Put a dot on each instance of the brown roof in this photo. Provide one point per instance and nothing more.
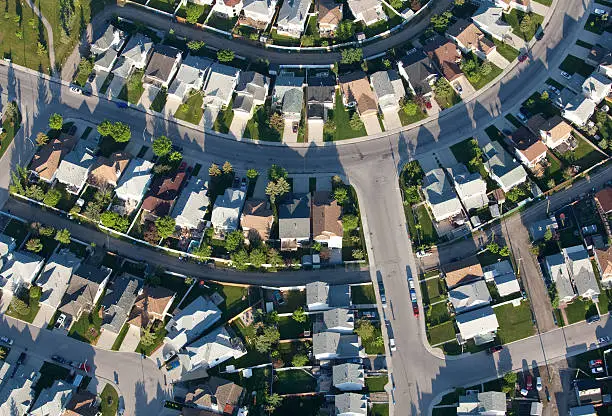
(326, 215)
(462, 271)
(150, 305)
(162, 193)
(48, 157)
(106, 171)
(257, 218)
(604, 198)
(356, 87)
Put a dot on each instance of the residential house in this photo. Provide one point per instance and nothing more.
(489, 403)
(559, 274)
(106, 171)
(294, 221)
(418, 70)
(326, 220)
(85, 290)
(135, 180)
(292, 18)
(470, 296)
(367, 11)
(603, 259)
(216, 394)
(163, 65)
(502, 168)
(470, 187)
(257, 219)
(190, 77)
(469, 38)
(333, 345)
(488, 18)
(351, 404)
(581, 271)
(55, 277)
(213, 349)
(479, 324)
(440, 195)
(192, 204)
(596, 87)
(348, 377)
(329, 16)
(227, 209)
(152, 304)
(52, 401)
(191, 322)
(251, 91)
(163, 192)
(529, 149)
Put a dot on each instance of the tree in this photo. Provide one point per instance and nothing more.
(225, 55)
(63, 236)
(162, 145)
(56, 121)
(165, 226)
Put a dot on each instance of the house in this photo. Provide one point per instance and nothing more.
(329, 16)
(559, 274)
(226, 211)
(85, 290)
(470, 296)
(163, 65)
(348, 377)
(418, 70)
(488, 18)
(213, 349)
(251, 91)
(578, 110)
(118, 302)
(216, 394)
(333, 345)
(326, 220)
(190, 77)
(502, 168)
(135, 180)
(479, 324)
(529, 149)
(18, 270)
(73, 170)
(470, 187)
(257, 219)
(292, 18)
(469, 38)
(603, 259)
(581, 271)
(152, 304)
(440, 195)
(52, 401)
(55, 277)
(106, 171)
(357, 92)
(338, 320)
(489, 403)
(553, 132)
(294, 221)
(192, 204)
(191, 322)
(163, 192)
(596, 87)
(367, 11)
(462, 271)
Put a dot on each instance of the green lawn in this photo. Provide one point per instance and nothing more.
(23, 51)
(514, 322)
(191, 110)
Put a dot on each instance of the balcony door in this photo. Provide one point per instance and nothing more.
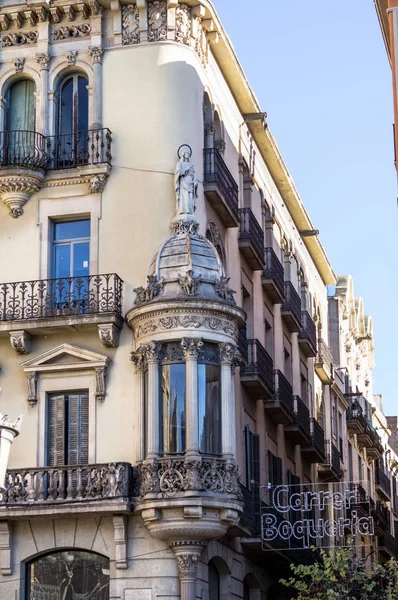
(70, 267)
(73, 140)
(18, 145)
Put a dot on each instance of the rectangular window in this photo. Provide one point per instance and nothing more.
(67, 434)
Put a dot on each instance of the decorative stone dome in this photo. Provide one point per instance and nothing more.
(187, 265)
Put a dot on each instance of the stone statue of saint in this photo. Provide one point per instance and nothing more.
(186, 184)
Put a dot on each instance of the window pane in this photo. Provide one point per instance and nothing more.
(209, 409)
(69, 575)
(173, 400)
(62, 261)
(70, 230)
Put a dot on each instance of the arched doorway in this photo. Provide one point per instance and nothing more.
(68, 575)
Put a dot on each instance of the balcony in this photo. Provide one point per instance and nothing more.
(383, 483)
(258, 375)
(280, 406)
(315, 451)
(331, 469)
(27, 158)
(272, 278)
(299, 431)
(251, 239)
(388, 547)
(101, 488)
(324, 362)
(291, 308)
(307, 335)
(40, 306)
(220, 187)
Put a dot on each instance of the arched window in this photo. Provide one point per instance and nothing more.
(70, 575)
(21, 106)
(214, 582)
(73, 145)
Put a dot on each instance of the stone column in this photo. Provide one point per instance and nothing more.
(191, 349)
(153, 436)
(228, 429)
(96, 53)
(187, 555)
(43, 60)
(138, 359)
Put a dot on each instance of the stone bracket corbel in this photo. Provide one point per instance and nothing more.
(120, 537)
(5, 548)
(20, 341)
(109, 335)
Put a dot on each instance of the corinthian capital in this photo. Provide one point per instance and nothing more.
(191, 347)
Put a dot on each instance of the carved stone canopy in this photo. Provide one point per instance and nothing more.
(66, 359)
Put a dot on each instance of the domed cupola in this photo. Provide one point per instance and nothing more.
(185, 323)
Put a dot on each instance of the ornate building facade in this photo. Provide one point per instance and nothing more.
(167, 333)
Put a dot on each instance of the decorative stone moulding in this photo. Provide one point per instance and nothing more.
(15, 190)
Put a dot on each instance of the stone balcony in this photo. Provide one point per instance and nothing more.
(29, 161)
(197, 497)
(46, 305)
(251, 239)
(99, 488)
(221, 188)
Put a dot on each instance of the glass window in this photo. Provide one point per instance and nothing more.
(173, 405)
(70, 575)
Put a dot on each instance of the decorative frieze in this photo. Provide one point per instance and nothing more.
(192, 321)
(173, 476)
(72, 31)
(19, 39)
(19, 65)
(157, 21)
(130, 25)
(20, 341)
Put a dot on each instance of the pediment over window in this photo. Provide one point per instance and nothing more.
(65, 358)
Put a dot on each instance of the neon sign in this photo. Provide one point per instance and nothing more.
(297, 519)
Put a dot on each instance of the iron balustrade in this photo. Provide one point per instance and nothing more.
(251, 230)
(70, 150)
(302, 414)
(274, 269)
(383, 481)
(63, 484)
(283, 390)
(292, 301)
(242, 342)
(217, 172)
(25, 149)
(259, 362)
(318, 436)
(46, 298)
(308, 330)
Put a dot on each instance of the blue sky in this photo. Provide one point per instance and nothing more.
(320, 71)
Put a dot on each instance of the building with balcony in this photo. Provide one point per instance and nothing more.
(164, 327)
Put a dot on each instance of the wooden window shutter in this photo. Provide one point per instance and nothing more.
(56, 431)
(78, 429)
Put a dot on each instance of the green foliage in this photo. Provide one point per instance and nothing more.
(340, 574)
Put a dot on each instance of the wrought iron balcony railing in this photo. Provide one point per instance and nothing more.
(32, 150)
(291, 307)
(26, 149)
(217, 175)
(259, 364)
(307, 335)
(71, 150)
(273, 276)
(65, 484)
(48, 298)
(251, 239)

# # # #

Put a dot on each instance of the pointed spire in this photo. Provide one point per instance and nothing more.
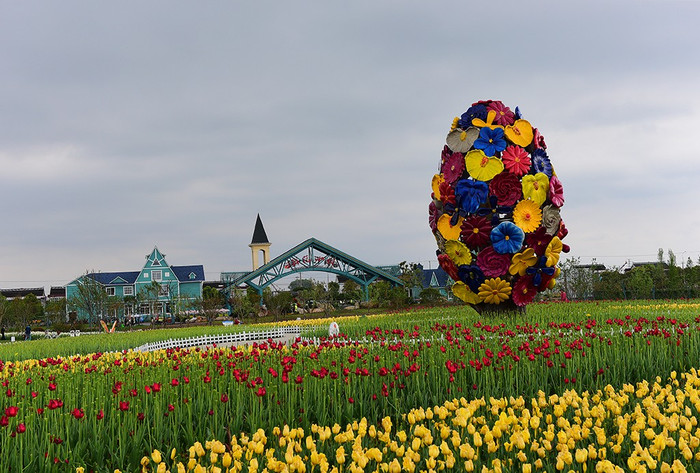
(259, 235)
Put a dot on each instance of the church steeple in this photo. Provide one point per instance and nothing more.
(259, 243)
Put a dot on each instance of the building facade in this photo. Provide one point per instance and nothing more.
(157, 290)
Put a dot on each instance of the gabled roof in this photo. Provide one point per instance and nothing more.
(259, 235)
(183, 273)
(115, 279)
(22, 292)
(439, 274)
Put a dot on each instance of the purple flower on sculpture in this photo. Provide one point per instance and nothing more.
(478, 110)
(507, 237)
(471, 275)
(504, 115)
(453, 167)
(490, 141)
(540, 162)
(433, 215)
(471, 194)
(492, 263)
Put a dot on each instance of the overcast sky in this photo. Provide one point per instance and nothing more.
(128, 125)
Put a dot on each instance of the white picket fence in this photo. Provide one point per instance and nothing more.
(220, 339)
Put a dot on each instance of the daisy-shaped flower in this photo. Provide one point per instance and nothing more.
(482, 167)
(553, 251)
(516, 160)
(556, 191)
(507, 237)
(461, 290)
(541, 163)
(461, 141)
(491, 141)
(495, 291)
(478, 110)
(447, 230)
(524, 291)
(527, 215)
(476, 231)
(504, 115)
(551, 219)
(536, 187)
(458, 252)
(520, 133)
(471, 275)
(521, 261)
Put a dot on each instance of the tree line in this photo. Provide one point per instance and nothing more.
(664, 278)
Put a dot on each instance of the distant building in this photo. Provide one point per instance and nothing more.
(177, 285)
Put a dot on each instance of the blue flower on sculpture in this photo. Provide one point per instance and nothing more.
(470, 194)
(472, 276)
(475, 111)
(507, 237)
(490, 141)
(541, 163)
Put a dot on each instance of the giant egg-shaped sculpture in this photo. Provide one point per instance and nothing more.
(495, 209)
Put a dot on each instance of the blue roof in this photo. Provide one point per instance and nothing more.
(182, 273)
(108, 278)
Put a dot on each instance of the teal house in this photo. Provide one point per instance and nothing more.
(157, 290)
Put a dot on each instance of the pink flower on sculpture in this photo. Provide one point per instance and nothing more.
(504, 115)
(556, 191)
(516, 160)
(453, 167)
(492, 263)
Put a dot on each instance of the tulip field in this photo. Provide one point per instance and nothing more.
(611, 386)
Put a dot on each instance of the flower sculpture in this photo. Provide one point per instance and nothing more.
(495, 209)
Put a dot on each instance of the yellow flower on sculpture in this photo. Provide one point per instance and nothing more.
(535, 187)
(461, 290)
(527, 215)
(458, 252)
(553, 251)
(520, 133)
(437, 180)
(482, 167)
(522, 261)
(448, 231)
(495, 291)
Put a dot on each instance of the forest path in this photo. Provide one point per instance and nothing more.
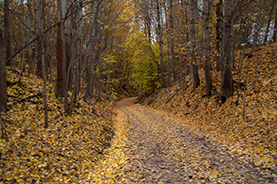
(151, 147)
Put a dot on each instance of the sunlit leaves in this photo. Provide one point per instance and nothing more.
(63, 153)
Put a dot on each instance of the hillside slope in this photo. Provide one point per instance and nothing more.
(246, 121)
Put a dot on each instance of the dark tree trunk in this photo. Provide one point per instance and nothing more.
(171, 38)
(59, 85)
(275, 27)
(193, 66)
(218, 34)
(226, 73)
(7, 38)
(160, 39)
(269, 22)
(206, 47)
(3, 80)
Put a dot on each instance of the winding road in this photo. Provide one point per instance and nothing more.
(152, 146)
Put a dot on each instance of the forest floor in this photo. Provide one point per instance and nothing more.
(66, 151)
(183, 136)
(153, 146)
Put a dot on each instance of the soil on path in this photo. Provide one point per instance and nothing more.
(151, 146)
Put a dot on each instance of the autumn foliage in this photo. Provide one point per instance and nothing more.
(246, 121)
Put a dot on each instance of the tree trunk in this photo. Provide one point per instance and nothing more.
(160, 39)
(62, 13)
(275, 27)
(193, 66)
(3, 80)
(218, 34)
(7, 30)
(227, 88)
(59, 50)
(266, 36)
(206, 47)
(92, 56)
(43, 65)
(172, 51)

# # # #

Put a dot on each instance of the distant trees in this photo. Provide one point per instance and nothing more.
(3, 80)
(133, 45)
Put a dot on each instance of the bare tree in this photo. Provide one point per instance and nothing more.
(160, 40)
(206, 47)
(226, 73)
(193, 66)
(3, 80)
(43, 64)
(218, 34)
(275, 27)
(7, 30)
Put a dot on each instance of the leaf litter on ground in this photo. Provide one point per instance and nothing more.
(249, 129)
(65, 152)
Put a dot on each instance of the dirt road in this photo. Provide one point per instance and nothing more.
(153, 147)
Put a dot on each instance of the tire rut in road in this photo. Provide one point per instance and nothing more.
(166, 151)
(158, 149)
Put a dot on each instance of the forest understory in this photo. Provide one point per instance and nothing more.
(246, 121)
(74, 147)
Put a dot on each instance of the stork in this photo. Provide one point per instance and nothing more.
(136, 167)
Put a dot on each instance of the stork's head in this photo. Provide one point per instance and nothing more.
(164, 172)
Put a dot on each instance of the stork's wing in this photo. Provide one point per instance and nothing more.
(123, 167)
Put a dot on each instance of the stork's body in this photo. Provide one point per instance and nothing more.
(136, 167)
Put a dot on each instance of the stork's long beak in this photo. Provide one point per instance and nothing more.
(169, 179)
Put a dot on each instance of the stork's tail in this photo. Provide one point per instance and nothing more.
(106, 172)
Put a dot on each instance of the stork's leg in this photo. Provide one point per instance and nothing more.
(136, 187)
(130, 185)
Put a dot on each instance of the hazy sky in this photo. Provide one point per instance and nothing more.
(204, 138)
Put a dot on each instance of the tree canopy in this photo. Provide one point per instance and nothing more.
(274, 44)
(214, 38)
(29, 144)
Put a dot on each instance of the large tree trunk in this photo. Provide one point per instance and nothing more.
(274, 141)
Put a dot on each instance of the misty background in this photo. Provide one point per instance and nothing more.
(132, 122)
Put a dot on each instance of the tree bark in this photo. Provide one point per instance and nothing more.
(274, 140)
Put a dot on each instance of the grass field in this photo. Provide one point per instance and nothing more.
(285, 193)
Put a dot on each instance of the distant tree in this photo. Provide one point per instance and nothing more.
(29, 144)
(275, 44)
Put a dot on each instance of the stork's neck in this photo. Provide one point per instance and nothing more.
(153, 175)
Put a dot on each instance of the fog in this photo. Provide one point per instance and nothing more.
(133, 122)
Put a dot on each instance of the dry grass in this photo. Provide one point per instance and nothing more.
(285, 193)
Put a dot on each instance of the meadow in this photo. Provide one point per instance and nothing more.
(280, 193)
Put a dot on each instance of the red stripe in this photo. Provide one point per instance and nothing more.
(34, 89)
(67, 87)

# # # #

> PROBLEM STATEMENT: Gather every line from the rows above that contains the word "iron" and list them.

> ANSWER TO THIS EXERCISE:
Put a dot on each instance of the iron balustrade in this photo. Provide one point per instance and nothing more.
Put a dot on each instance of the wrought iron balcony railing in this photo. Provide one point per instance and nothing more.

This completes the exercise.